# What you are asked to do:
Return every line from the one with "Target: tall grass" through the one with "Target: green lawn", inclusive, exactly as it appears below.

# Data records:
——

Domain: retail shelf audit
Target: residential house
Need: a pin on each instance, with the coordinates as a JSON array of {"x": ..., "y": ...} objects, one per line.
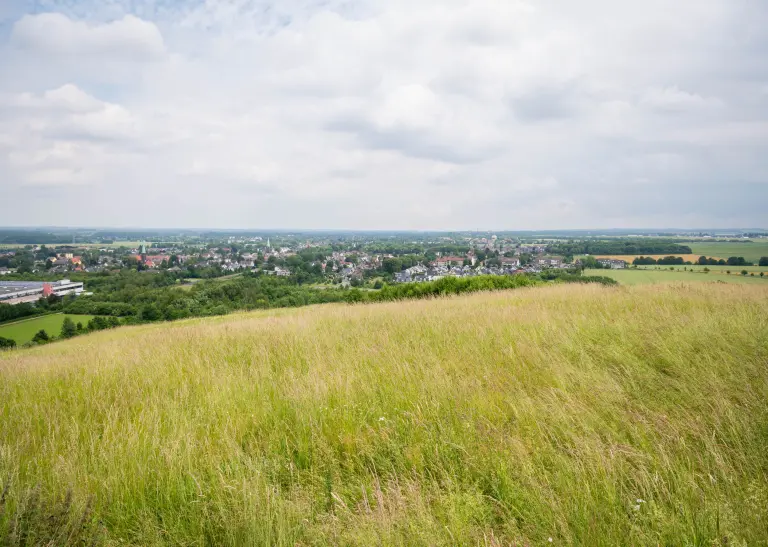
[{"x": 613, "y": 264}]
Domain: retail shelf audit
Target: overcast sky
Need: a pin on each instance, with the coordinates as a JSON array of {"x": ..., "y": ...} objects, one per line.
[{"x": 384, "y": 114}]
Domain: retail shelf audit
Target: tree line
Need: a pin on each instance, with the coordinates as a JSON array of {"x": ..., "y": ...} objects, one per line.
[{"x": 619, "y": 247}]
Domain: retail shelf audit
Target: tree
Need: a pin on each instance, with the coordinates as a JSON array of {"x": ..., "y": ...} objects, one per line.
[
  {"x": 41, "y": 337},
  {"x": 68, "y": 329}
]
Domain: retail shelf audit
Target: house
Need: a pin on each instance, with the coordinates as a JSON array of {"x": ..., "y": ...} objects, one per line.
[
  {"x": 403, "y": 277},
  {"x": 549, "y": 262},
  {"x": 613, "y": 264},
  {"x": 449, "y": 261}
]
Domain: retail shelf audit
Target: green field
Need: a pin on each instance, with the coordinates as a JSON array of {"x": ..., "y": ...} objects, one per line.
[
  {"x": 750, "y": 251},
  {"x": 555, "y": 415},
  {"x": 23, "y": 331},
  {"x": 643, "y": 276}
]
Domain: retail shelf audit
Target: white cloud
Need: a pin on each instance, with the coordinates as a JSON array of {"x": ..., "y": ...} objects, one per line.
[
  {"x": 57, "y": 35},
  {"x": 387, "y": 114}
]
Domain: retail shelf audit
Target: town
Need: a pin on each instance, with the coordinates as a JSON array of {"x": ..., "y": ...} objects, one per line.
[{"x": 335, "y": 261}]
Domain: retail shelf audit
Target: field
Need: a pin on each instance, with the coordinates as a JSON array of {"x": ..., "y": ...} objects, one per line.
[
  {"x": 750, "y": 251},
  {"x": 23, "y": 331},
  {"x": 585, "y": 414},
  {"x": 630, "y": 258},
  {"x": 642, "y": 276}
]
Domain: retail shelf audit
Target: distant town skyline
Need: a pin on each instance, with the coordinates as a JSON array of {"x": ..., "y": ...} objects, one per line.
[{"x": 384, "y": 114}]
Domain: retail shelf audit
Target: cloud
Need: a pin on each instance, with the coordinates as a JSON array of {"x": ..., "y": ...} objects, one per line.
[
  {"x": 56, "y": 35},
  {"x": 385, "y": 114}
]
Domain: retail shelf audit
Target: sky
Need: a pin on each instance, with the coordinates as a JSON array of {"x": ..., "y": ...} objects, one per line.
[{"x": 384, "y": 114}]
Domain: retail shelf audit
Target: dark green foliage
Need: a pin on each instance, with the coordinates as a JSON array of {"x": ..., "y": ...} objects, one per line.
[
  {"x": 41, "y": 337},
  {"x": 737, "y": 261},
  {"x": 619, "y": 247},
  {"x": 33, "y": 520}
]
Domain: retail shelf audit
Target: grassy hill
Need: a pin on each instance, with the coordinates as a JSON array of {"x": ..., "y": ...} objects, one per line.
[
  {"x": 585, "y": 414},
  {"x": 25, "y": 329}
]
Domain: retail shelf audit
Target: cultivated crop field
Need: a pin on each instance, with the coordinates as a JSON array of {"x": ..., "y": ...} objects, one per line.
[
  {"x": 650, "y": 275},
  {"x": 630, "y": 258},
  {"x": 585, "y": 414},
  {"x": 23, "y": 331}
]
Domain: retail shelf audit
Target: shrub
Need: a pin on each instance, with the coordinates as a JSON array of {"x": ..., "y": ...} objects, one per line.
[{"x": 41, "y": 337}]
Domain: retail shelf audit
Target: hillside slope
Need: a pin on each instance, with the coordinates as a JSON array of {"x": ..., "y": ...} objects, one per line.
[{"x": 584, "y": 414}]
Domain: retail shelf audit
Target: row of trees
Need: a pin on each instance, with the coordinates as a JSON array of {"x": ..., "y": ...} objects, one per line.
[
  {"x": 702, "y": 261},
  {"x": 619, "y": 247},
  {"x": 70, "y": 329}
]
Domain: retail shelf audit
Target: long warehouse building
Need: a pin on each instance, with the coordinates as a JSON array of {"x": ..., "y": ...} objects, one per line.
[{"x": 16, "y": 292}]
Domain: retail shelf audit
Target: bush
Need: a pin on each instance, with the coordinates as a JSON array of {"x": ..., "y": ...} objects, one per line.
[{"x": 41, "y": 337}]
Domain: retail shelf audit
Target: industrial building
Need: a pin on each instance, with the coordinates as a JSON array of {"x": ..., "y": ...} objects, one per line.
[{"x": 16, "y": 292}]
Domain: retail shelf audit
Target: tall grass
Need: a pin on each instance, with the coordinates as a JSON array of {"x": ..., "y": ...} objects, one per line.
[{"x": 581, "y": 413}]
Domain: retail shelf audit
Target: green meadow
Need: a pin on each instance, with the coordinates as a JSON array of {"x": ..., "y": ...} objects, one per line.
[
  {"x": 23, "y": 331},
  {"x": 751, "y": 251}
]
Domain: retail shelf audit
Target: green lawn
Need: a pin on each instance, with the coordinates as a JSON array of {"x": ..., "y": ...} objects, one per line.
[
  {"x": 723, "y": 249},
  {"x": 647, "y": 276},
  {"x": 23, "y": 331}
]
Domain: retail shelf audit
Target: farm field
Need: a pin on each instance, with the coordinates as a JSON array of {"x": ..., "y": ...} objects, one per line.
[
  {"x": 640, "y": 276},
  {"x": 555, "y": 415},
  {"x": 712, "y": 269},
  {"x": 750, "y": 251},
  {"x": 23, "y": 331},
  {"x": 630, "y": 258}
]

——

# Reply to the exercise:
Target: tall grass
Need: a pin on each instance, with the coordinates as a JSON array of {"x": ..., "y": ...} objects, one per line.
[{"x": 581, "y": 413}]
Domain: retail shelf audit
Target: green meadow
Need: a pin on each instance, with the coordinates as a JSON array of {"x": ..., "y": ...} objects, one per line.
[
  {"x": 23, "y": 331},
  {"x": 751, "y": 251}
]
Domain: retail shelf audit
Target: green lawn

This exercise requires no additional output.